Content starts
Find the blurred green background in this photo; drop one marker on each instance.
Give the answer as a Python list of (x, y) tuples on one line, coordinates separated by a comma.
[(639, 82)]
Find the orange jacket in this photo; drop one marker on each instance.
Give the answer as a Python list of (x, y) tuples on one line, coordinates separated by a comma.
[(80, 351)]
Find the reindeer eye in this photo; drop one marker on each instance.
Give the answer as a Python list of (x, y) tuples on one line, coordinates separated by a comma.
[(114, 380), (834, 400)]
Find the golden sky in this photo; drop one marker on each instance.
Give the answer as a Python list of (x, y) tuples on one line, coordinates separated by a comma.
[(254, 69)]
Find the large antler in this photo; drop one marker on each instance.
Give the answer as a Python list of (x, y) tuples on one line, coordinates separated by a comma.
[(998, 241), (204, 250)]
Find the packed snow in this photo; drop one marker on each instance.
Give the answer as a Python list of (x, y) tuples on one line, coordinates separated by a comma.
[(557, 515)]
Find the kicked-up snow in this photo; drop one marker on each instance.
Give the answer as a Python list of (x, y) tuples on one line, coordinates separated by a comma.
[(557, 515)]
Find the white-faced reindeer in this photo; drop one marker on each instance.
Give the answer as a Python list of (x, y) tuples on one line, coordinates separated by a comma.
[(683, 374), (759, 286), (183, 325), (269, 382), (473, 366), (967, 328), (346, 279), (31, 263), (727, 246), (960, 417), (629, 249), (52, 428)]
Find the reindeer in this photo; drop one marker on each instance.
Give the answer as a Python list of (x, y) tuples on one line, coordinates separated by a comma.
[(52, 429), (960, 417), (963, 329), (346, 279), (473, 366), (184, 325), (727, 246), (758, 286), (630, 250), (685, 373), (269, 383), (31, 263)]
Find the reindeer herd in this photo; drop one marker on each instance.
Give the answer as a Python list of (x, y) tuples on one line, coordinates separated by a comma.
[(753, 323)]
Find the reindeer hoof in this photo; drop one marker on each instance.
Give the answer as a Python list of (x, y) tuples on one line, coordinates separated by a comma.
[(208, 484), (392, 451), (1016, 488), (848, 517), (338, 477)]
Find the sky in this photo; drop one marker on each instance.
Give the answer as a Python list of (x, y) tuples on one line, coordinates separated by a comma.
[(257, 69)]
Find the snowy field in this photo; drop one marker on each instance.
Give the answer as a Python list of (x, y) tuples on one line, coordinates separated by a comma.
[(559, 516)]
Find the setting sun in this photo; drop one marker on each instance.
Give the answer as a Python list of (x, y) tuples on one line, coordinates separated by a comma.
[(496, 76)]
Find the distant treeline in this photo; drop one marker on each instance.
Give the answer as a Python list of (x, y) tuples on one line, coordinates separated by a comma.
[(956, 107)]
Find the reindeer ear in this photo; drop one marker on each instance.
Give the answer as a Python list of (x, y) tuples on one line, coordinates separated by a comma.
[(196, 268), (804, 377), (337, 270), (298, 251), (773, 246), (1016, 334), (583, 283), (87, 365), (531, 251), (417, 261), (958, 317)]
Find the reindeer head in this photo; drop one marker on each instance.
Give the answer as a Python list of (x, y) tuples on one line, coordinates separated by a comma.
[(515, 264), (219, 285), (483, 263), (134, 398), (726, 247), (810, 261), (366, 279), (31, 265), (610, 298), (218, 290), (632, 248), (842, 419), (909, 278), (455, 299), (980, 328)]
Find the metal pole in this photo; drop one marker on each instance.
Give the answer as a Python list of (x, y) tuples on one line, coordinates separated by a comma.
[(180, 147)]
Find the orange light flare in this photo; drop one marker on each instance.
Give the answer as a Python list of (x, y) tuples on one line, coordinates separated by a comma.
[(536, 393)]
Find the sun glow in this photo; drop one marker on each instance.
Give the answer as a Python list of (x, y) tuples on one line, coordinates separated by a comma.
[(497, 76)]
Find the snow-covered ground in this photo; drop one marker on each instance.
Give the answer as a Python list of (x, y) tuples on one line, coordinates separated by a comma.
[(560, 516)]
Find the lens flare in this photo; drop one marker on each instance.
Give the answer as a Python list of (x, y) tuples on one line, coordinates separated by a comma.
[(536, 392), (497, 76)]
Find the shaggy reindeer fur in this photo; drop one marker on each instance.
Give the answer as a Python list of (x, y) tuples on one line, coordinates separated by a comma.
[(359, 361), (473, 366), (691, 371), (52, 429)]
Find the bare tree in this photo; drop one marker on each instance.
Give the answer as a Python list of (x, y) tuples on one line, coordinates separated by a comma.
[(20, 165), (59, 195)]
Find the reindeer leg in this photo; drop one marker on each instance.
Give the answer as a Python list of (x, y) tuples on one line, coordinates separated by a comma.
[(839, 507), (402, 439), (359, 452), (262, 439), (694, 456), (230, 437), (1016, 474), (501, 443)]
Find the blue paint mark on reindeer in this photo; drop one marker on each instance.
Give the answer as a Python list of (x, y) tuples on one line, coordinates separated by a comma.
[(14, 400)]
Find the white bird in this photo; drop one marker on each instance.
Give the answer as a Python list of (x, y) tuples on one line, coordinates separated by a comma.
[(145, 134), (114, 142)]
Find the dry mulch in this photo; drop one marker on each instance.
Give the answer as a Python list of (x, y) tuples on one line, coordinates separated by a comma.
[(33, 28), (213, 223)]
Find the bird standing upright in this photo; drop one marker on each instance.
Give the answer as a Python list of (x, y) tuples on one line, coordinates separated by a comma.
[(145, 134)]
Content ends
## WORK INSTRUCTIONS
Among the lines of the data above, count those containing the word "flare" and report the total alone.

## TASK ANSWER
2